> [Aufgabenstellung]: Schreiben Sie die Forumsdiskussion zum Messen der Wärmeabgabe eines PCs vollständig und wortgetreu nieder.

# Messen der Wärmeabgabe eines PCs in °Celsius



## daywalkertp (22. Januar 2004)

Hallo Leute,

ich hab da ein kleines Problem. Wie kann ich die Wärmeabgabe meines Rechners messen ohne irgenwelche Temperatursensoren in das Gehäuse zu bauen oder so. Oder kann man eigentlich Watt in Celsius umrechnen?

Need Help


Danke!


----------



## Tim C. (22. Januar 2004)

> _Original geschrieben von daywalkertp _
> *Hallo Leute,
> 
> ich hab da ein kleines Problem. Wie kann ich die Wärmeabgabe meines Rechners messen ohne irgenwelche Temperatursensoren in das Gehäuse zu bauen oder so. *


In der Regel sitzen auf jedem neueren Mainboard bereits 2 Sensoren (einer für das System und einer für die CPU, die man nur mit entsprechender Software auslesen muss.



> *
> Oder kann man eigentlich Watt in Celsius umrechnen?

> [Bereitgestelltes Material]:
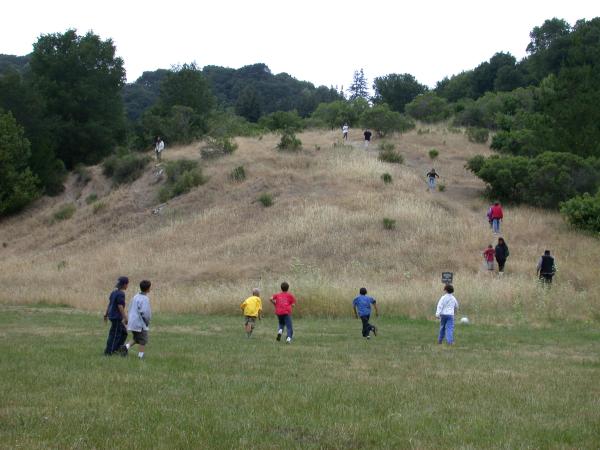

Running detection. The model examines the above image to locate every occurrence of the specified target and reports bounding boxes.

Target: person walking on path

> [Schriftliche Lösung]:
# Messen der Wärmeabgabe eines PCs in °Celsius



## daywalkertp (22. Januar 2004)

Hallo Leute,

ich hab da ein kleines Problem. Wie kann ich die Wärmeabgabe meines Rechners messen ohne irgenwelche Temperatursensoren in das Gehäuse zu bauen oder so. Oder kann man eigentlich Watt in Celsius umrechnen?

Need Help


Danke!


----------



## Tim C. (22. Januar 2004)

> _Original geschrieben von daywalkertp _
> *Hallo Leute,
> 
> ich hab da ein kleines Problem. Wie kann ich die Wärmeabgabe meines Rechners messen ohne irgenwelche Temperatursensoren in das Gehäuse zu bauen oder so. *


In der Regel sitzen auf jedem neueren Mainboard bereits 2 Sensoren (einer für das System und einer für die CPU, die man nur mit entsprechender Software auslesen muss.



> *
> Oder kann man eigentlich Watt in Celsius umrechnen?